Input data:
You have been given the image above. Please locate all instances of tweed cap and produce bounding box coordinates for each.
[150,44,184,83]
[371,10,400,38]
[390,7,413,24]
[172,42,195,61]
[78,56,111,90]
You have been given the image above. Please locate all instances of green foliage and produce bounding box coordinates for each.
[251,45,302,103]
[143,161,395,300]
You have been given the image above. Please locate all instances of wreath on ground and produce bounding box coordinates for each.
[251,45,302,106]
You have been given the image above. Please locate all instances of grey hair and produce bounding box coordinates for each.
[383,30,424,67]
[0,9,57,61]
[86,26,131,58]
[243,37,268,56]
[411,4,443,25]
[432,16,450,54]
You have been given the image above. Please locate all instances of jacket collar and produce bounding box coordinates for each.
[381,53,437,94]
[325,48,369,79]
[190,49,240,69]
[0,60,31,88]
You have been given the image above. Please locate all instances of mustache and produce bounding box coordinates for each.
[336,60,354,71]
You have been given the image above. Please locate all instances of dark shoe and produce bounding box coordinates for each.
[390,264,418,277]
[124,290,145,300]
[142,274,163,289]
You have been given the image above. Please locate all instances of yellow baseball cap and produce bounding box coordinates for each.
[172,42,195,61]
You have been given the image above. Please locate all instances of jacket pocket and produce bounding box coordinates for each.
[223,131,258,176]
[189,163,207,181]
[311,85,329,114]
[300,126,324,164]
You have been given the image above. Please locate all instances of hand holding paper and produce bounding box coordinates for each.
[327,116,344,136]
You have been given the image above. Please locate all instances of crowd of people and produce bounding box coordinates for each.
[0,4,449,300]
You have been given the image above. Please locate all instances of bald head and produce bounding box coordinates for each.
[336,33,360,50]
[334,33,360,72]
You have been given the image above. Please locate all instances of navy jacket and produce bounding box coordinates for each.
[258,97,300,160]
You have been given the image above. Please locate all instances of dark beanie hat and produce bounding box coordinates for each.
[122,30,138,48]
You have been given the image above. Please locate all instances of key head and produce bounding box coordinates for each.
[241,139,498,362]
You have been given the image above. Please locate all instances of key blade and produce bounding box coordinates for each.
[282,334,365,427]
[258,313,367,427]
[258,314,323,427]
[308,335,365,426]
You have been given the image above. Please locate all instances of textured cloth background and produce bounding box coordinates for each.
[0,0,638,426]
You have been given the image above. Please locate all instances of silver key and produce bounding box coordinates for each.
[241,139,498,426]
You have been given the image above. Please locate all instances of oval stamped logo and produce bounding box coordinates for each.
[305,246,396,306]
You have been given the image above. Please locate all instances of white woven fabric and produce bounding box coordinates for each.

Exercise brief:
Output the data once more, exactly as it appears above.

Exercise response:
You have been given the image above. Please locate all instances of tweed cap and produce bounding box coordinates for each.
[150,44,184,83]
[371,10,400,38]
[390,7,413,24]
[172,42,195,61]
[78,56,111,90]
You have been given the image above. Please locate all instances of green foliage and produce bounding box coordinates for each.
[251,45,302,103]
[143,161,395,300]
You have been given the image above. Please locate all instances of wreath on ground and produce bounding box coordinates for each.
[251,45,302,106]
You have been given the image above. Please locate all instances of grey hair and produce bounding box coordinates for each.
[383,30,424,67]
[0,9,57,61]
[86,26,131,58]
[243,37,268,56]
[411,4,443,25]
[432,16,450,54]
You have been given the image above. Please locate all instances of jacket collar and produce bounding box coordinates for each.
[381,53,437,94]
[325,48,369,79]
[190,49,240,69]
[0,60,31,88]
You have been given the image above. Please locate all instances of mustache and produce bounding box coordinates for each.
[336,60,354,71]
You have been given the image above. Please locate all instances of dark shoe and produce bounding box coordinates for each.
[390,264,418,277]
[124,290,145,300]
[142,274,163,289]
You have been given the image above. Please locate all instances of yellow baseball cap and produce bounding box coordinates for each.
[172,42,195,61]
You have been given the image above. Please locate all instances of jacket pocket and produce bounding box coordinates for each.
[223,131,258,176]
[189,163,207,181]
[311,85,329,114]
[300,126,324,164]
You have been given the image above. Please locate all instances of hand holding paper and produce bounding box coordinates for each.
[327,116,344,136]
You have been given the image above. Please locate all instances of crowd of people and produce bounding box coordinates for each.
[0,4,449,300]
You have been given the image above. Please locate all instances of bald head and produce bounding box coordinates for each.
[336,33,360,50]
[334,33,360,72]
You have been given the image above. Please locate all instances of navy jacket and produce bounding box coordinates for each.
[258,97,300,160]
You have been given the image above. Please locate all instances of dark beanie hat and produce bounding box coordinates for each.
[122,30,138,48]
You have been given the image above. Please locate all instances of key head and produce bounding box coordinates for each.
[241,139,498,362]
You have been given the image above. Please locate all instances of key blade and produce bounding box coordinates for each.
[282,334,365,427]
[258,313,367,427]
[258,314,323,427]
[308,335,365,426]
You have been given the image above. Please locate all instances of textured cloth background and produce bounding box coordinates for each.
[0,0,638,426]
You have been given the image above. Please locate all instances of silver key and produce bounding box coordinates for each.
[241,139,498,426]
You have been given the image above. Please locate all instances of oval stamped logo and produce bounding box coordinates for each.
[305,246,396,306]
You have been given the image above. Please locate all instances of white woven fabric and produce bounding box coordinates for each.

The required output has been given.